■ **ACTIVITY A**
In the introduction on digital nerve repair, which nerve is often used as the graft when multiple nerves require repair?
■ **ACTIVITY B**
Quote the introduction on digital nerve repair from "In the current" up to and including "affect these outcomes.".
■ **ACTIVITY C**
Translate this sentence from the introduction on digital nerve repair into Spanish: "Restoring normal sensibility is important for the recovery of hand function."

[[ EXCERPT TO READ, beginning ]]

Introduction

Traumatic hand injury is common, and it requires nerve reconstruction in about 6.1–10% of patients. The common and proper digital nerves are most frequently affected [1, 2].

Restoring normal sensibility is important for the recovery of hand function. Digital nerves commonly need to be surgically reconstructed, and intensive rehabilitation usually follows [1]. End-to-end coaptation and nerve grafting are the preferred methods of repairing severed nerves [1]. This method is recommended when the wound is clean, and both nerve ends are clearly visible and easily mobilized [3]. Where gaps exist, direct end-to-end coaptation cannot be used, and autografts or artificial nerve conduits are required for reconstruction. Nerve autografting is the gold standard for treating this type of injury, often with the sural nerve used as the graft when multiple nerves require repair [1, 3]. The implanted donor nerve, however, degenerates and cannot directly replace the severed nerve part [4]. Instead, it creates a supportive structure for the growing axons of the injured nerve, providing a growth-permitting scaffold, including Schwann cell basal laminae, neurotrophic factors, and adhesion molecules [4]. It is, therefore, unsurprising that sensory recovery following nerve repair is generally prolonged. A review of 14 studies of digital nerve repair showed that longer follow-up after trauma was a predictor of better functional recovery [3]. Excellent sensory recovery was only seen at follow-ups longer than 6 months [3].

In the current study, we reviewed medical records of patients who had undergone secondary digital nerve reconstruction. Our aim was to assess very long-term sensory outcomes of nerve autografting and to investigate selected patient and injury characteristics that may affect these outcomes.

[[ EXCERPT TO READ, end ]]
[[ RAW DATA, beginning ]]

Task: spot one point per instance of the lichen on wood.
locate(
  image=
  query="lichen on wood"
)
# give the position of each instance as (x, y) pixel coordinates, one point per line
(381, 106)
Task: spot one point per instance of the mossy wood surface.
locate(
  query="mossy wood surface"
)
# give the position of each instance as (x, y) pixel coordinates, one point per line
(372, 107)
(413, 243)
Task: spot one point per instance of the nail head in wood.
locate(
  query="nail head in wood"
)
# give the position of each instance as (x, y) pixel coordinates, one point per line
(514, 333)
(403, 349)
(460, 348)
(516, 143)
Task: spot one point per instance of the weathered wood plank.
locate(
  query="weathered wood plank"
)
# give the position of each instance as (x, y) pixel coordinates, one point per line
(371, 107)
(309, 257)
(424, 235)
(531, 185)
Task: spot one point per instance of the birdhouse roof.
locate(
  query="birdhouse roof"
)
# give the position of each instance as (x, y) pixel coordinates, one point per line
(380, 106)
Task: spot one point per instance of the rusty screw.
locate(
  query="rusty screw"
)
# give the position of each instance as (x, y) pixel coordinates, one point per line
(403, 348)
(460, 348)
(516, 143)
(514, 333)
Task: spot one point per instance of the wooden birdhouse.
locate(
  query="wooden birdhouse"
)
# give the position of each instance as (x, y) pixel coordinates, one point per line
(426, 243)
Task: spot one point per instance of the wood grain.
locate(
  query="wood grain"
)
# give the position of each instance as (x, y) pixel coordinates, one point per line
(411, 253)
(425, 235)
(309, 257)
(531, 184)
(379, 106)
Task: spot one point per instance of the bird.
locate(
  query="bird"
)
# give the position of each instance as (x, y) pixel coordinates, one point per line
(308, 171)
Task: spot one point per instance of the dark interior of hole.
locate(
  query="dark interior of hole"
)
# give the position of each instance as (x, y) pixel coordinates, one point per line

[[ RAW DATA, end ]]

■ **SOLUTION A**
The sural nerve.

■ **SOLUTION B**
In the current study, we reviewed medical records of patients who had undergone secondary digital nerve reconstruction. Our aim was to assess very long-term sensory outcomes of nerve autografting and to investigate selected patient and injury characteristics that may affect these outcomes.

■ **SOLUTION C**
Restablecer la sensibilidad normal es importante para la recuperación de la función de la mano.